▶ _CONSIGNA_
Cite de forma íntegra y literal el texto dedicado a Nadia Vera y Rubén Espinosa que figura a continuación.

▶ _TEXTO_
════

Para Nadia Vera y Rubén Espinosa
Un hombre muere en mí siempre que un hombre
muere en cualquier lugar, asesinado
por el miedo y la prisa de otros hombres.
(Jaime Torres Bodet)

Hoy visité los muros de mis amigos internacionales de Facebook.
Mi amiga argentina Ele cita un verso de Auden e ilustra su publicación con un retrato del poeta hecho por Cecil Beaton.
Mi amiga española Myriam, comparte un artículo que informa: Suecia renuncia a las olimpiadas para invertir el dinero en viviendas sociales. Da gusto leer las consideraciones por las que renunciaron a las olimpiadas. Muy buen ejemplo de quien pensó en las verdaderas prioridades para el país, comenta.
Iguandili, panameña perteneciente al grupo indígena Kuna formada en nuestra Facultad de Danza, pone la foto de un periódico en el que son entrevistados ella y su esposo Diguar Sapi, también bailarín formado en México solo que él en el CNA, sobre el Festival de Arte Dule. Reconocerse en la cultura indígena, se llama el texto.

════

▶ _ÍTEMS_
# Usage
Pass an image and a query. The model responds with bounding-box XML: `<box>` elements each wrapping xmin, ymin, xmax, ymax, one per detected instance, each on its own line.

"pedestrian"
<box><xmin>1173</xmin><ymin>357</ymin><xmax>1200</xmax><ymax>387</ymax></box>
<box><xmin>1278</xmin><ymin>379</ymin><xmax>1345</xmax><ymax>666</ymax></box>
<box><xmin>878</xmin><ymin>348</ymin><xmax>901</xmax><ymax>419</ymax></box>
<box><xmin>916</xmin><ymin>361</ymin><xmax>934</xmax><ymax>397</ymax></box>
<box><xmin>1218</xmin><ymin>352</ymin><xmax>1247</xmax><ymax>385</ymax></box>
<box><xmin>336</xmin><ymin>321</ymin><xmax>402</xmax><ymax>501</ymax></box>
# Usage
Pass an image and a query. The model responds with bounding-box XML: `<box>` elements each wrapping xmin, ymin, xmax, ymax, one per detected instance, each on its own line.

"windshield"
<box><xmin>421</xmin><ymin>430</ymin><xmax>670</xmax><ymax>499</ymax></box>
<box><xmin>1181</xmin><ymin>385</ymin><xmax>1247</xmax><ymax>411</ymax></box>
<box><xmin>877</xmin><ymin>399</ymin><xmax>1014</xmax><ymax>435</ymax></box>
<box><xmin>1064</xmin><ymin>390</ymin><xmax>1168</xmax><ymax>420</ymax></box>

════

▶ _RESULTADO_
Para Nadia Vera y Rubén Espinosa
Un hombre muere en mí siempre que un hombre
muere en cualquier lugar, asesinado
por el miedo y la prisa de otros hombres.
(Jaime Torres Bodet)

Hoy visité los muros de mis amigos internacionales de Facebook.
Mi amiga argentina Ele cita un verso de Auden e ilustra su publicación con un retrato del poeta hecho por Cecil Beaton.
Mi amiga española Myriam, comparte un artículo que informa: Suecia renuncia a las olimpiadas para invertir el dinero en viviendas sociales. Da gusto leer las consideraciones por las que renunciaron a las olimpiadas. Muy buen ejemplo de quien pensó en las verdaderas prioridades para el país, comenta.
Iguandili, panameña perteneciente al grupo indígena Kuna formada en nuestra Facultad de Danza, pone la foto de un periódico en el que son entrevistados ella y su esposo Diguar Sapi, también bailarín formado en México solo que él en el CNA, sobre el Festival de Arte Dule. Reconocerse en la cultura indígena, se llama el texto.